Quiero acabar esta presentación con un pequeño toque personal: felicitando el 25 aniversario de Palestra y deseando mucha ventura a su máximo responsable, Pedro Grández.
En defensa del Estado constitucional de Derecho
1. ¿POR QUÉ “EN DEFENSA”?
Porque creo que el Estado constitucional de Derecho se halla en peligro, en riesgo de extinción. No se trata de hablar aquí de crisis constitucionales como la brasileña (originada por la destitución/golpe contra Dilma Rouseff) o la española (como consecuencia del embate independentista en Cataluña). No es eso lo que me preocupa. Cada una de esas crisis tienen componentes idiosincrásicos que las particularizan; aunque tal vez ocurra que no sean otra cosa que manifestaciones diferentes de un mismo fenómeno más general: la tendencia de las poblaciones actuales a polarizarse en frentes antagónicos e irreconciliables que hace imposible la práctica de una política democrático-deliberativa bajo el paraguas de una constitución. Sea como fuere, en esta lección quiero ocuparme de la incapacidad de gran parte de la cultura jurídica interna para atribuir valor civilizatorio al Estado constitucional de Derecho. Este valor proviene de algo tan sencillo como que el éxito de un Estado constitucional presupone que se haya producido la estabilización de las expectativas políticas y jurídicas en torno a dos cosas bien valiosas: la democracia política y la garantía de los derechos fundamentales. Y la responsabilidad de los juristas (o de muchos de ellos) proviene de socavar de manera contumaz la racionalidad que subyace al entramado institucional que llamamos Estado constitucional de Derecho; es decir, de la contumacia en privar de valor a la práctica jurídica generada al amparo de una constitución de un Estado constitucional. Para mostrarlo me centraré en tres grandes discusiones propias de la cultura jurídica interna (es decir, la de los juristas académicos y los profesionales del Derecho) que son el producto, en mi opinión, de una profunda incomprensión del valor del Estado constitucional. Me refiero a los debates en torno al carácter contramayoritario de las instituciones constitucionales, en torno a la caracterización de los derechos como principios y, finalmente, en torno al activismo judicial (la discusión entre formalismo y activismo judiciales). Naturalmente esta incomprensión de muchos juristas acaba teniendo consecuencias en las actitudes, valores y creencias de la cultura jurídica externa, es decir, de la gente en general.
+-------+
Instrucciones:
Responde estas preguntas sobre el texto del Estado constitucional de Derecho, con las respuestas numeradas del mismo modo:
1. ¿Qué aniversario se felicita al principio?
2. ¿En torno a qué dos cosas deben estabilizarse las expectativas políticas y jurídicas para el éxito de un Estado constitucional?
3. ¿Cuál es el último de los tres debates mencionados?

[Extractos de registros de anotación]
+-------+
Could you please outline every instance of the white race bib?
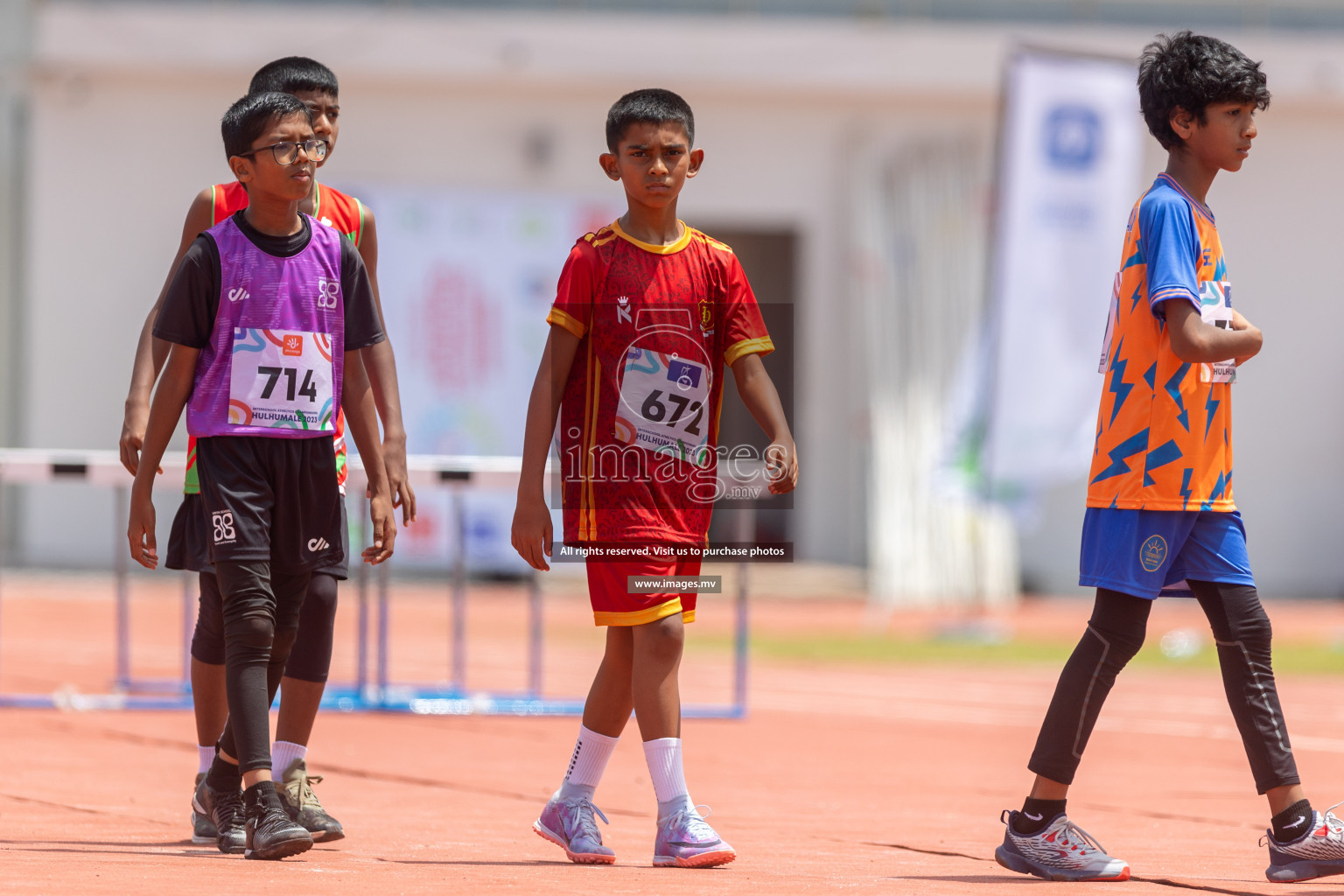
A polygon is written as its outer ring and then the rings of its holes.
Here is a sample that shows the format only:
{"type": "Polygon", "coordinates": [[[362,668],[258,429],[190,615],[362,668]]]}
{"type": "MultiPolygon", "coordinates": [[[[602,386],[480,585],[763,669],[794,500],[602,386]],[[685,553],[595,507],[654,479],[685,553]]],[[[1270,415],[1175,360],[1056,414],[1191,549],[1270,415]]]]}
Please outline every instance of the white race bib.
{"type": "Polygon", "coordinates": [[[335,431],[327,333],[234,329],[228,423],[335,431]]]}
{"type": "Polygon", "coordinates": [[[1106,313],[1106,334],[1101,337],[1101,363],[1097,365],[1098,373],[1106,372],[1106,361],[1110,360],[1110,340],[1116,336],[1116,321],[1120,318],[1120,274],[1116,274],[1116,283],[1110,287],[1110,310],[1106,313]]]}
{"type": "MultiPolygon", "coordinates": [[[[1227,281],[1207,279],[1199,285],[1199,314],[1206,324],[1219,329],[1232,329],[1232,285],[1227,281]]],[[[1236,360],[1214,361],[1199,365],[1200,383],[1235,383],[1236,360]]]]}
{"type": "Polygon", "coordinates": [[[710,387],[707,364],[632,347],[621,376],[616,439],[707,466],[710,387]]]}

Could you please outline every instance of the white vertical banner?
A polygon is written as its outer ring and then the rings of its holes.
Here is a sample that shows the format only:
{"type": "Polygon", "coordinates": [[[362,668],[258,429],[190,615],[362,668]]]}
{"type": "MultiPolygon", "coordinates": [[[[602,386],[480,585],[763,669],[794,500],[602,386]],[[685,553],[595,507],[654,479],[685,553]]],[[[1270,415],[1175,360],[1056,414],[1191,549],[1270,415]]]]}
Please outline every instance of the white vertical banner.
{"type": "MultiPolygon", "coordinates": [[[[378,215],[378,281],[396,349],[406,450],[521,454],[560,269],[574,242],[612,223],[622,207],[581,196],[376,184],[355,195],[378,215]]],[[[417,496],[419,520],[398,535],[403,566],[434,566],[452,555],[448,494],[426,492],[417,496]]],[[[512,493],[466,496],[470,568],[526,568],[509,547],[513,501],[512,493]]]]}
{"type": "Polygon", "coordinates": [[[1038,51],[1007,70],[982,457],[997,497],[1087,472],[1097,352],[1141,189],[1136,74],[1120,59],[1038,51]]]}

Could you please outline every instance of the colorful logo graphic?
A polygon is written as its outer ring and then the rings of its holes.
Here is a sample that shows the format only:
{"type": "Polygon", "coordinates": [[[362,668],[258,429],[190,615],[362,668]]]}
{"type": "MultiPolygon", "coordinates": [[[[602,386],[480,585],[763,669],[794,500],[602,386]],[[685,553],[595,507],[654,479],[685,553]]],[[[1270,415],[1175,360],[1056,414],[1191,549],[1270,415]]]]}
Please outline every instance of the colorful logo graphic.
{"type": "Polygon", "coordinates": [[[1167,563],[1167,539],[1160,535],[1149,536],[1144,545],[1138,548],[1138,562],[1149,572],[1157,572],[1167,563]]]}

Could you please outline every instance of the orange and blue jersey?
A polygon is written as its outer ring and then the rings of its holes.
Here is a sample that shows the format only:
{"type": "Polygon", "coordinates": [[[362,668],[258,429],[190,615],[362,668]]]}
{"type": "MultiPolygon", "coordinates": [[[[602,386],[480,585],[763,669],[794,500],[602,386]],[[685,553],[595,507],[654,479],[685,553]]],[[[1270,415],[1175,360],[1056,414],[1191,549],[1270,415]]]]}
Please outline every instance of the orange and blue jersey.
{"type": "Polygon", "coordinates": [[[1230,296],[1212,212],[1160,175],[1130,212],[1111,294],[1089,508],[1236,509],[1231,383],[1176,356],[1165,313],[1230,296]]]}

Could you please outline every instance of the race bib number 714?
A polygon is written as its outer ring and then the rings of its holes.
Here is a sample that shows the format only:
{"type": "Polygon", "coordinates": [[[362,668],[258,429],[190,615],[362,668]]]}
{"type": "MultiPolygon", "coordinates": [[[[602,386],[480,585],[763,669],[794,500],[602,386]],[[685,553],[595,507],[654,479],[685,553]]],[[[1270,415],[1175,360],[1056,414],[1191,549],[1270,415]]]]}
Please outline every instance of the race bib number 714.
{"type": "Polygon", "coordinates": [[[335,430],[332,343],[327,333],[234,329],[228,423],[335,430]]]}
+-------+
Respuesta:
1. El 25 aniversario de Palestra.
2. La democracia política y la garantía de los derechos fundamentales.
3. El debate en torno al activismo judicial, es decir, la discusión entre formalismo y activismo judiciales.